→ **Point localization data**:

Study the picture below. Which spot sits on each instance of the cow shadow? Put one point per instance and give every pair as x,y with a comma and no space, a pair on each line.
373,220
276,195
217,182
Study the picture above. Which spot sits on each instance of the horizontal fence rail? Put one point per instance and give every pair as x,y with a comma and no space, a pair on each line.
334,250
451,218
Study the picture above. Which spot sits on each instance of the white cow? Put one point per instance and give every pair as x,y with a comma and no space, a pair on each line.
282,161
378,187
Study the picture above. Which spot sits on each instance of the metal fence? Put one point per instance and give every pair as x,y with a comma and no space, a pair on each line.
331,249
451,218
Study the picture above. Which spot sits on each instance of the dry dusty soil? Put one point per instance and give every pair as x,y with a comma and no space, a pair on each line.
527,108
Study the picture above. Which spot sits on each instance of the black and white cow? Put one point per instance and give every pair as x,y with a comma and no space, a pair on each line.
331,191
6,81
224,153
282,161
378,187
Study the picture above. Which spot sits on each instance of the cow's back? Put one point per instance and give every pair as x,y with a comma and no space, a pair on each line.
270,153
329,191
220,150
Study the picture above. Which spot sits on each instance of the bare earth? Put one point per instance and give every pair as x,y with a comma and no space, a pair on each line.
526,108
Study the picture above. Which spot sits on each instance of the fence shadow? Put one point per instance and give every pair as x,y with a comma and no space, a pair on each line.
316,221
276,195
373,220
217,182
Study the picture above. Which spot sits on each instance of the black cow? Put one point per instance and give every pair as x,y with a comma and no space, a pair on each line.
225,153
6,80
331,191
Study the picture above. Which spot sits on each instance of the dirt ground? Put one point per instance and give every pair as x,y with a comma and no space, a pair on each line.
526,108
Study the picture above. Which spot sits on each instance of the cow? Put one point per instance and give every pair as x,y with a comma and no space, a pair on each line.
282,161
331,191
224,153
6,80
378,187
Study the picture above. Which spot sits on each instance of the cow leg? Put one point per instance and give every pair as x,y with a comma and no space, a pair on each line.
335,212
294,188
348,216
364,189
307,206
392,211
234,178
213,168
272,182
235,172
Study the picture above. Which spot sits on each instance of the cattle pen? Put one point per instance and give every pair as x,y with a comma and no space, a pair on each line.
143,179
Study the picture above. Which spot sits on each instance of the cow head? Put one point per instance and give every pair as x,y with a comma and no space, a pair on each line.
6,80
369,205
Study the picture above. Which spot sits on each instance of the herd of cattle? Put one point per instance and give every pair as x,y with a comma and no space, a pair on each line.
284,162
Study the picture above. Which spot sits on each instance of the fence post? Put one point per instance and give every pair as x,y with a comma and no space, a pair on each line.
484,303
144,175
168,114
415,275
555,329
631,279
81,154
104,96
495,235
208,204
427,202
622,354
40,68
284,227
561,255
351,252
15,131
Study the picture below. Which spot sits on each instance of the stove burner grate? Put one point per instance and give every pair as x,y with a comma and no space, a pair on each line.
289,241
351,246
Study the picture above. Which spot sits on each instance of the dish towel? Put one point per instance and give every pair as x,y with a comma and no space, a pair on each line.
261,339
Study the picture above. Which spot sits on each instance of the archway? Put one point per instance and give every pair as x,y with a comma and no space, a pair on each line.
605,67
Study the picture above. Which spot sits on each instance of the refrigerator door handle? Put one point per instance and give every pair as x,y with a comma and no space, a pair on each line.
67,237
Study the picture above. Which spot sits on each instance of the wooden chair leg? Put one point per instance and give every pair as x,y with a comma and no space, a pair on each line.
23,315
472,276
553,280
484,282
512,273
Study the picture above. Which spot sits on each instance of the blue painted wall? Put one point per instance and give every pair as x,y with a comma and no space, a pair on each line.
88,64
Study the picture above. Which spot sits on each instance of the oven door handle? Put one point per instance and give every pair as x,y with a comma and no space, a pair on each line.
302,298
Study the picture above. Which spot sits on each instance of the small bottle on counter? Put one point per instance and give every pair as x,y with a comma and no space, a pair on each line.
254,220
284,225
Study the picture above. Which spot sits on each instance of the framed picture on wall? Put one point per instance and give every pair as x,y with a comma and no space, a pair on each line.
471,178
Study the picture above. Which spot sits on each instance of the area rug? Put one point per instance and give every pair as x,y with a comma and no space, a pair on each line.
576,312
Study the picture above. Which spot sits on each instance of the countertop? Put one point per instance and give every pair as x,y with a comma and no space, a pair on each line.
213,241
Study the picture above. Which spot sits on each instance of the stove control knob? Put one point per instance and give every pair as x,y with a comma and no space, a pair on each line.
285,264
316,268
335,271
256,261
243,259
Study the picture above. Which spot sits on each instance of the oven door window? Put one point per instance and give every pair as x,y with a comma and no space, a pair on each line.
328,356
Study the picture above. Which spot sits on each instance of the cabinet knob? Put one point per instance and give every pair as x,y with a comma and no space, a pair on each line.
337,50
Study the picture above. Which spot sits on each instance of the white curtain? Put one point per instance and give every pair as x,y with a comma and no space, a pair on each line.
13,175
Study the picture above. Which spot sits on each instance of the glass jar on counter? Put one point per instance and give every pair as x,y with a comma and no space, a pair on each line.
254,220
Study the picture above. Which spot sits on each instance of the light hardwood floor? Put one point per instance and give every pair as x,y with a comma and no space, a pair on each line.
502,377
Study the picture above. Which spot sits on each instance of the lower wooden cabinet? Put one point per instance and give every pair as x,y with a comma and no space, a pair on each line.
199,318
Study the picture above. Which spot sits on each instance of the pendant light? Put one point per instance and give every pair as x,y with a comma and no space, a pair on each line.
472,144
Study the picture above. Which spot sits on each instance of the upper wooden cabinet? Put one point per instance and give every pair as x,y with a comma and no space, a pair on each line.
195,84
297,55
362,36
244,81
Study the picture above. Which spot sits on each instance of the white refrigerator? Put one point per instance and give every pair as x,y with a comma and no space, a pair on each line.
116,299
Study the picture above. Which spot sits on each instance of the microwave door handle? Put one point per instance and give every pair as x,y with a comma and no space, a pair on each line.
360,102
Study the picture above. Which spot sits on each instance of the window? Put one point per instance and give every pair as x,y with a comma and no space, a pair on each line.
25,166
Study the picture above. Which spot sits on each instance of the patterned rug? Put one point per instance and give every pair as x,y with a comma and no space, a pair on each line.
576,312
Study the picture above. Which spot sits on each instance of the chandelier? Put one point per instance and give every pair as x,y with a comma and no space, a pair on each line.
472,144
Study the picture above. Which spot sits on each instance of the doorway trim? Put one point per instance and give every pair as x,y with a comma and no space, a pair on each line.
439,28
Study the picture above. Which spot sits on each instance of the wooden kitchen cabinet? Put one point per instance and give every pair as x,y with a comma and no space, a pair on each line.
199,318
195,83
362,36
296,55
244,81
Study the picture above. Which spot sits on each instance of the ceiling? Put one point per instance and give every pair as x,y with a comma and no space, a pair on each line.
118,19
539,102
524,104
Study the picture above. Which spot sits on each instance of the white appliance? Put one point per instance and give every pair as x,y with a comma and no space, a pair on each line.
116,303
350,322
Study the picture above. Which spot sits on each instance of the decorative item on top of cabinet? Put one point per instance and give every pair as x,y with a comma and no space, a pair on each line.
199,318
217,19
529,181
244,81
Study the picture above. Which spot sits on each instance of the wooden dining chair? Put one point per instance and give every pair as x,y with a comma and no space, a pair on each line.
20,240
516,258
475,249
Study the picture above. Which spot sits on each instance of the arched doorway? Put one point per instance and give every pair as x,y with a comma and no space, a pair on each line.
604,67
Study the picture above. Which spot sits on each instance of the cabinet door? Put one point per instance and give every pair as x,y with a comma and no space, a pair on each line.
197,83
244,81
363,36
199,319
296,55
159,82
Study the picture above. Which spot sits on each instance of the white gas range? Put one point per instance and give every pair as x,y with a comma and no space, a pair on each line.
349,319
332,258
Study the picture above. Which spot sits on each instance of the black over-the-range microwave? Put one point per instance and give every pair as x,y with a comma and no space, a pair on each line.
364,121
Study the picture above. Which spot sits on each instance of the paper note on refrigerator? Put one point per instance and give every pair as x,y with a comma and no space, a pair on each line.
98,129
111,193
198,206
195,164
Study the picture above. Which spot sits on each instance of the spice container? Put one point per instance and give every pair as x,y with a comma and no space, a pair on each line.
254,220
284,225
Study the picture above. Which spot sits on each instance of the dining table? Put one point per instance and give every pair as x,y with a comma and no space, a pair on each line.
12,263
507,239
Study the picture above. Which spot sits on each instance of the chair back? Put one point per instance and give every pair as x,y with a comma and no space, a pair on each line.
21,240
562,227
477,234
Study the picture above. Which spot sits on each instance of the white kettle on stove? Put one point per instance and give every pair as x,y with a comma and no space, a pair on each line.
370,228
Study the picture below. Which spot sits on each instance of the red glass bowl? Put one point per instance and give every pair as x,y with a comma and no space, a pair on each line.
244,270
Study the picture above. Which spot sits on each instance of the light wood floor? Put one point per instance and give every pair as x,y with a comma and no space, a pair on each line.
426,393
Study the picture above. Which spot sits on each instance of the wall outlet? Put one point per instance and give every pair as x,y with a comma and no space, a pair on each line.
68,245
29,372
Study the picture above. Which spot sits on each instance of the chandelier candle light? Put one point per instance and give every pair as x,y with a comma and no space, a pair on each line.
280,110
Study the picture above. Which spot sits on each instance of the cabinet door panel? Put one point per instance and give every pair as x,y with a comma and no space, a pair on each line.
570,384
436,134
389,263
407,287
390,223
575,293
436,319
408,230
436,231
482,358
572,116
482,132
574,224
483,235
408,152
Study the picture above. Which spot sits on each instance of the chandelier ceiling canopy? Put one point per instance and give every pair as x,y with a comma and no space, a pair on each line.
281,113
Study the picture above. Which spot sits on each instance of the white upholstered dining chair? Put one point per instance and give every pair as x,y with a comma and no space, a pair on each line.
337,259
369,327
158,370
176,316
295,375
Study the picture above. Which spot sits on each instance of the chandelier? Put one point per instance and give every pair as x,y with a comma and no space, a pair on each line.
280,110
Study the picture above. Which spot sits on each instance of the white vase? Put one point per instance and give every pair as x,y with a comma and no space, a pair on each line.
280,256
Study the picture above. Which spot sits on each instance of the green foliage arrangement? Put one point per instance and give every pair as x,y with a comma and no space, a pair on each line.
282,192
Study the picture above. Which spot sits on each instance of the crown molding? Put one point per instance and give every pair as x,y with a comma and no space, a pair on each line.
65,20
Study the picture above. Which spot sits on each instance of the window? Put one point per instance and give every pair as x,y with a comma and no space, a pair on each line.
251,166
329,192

→ **WORK INSTRUCTION**:
Nothing but the lines from the one with "the chandelier ceiling" through the final line of the records above should appear, each copied exactly.

→ **RESULT**:
Study the picture above. Which spot sits on each instance of the chandelier ceiling canopy? Put one point per instance and give every pair as x,y with a comma and no space, a pair on each line.
281,113
Study the picture above. Which spot sits on each instance of the white upholstered dining chair? Put one point per instance and give every pair as x,y with a comma and no space, a pair on each line.
337,259
369,327
158,370
176,316
295,375
Study the picture above. Which spot sits on each instance of the chandelier? Put one point per instance and give every pair as x,y with a comma and no space, a pair on each line.
280,110
Study the picture above. Which spot sits on each instance of the white vase? Put one point per instance and give every pair as x,y with a comma and no space, a pair on each line.
280,256
Study the picture above. Which spot sits on each instance of the green foliage arrangement? Put one point per instance and give every pair as x,y with a comma and no space, a pair on each line.
282,192
Study the picture above. Which spot sits on each instance of the crown molding? Put one point per instance and give every pair as x,y with a comma and no space, a pair on each line.
65,20
Study the picture above. Which spot sits on each instance of the window? Put one point per instance and give every pair as x,y with a comma and no space, a pair on each line.
251,166
329,192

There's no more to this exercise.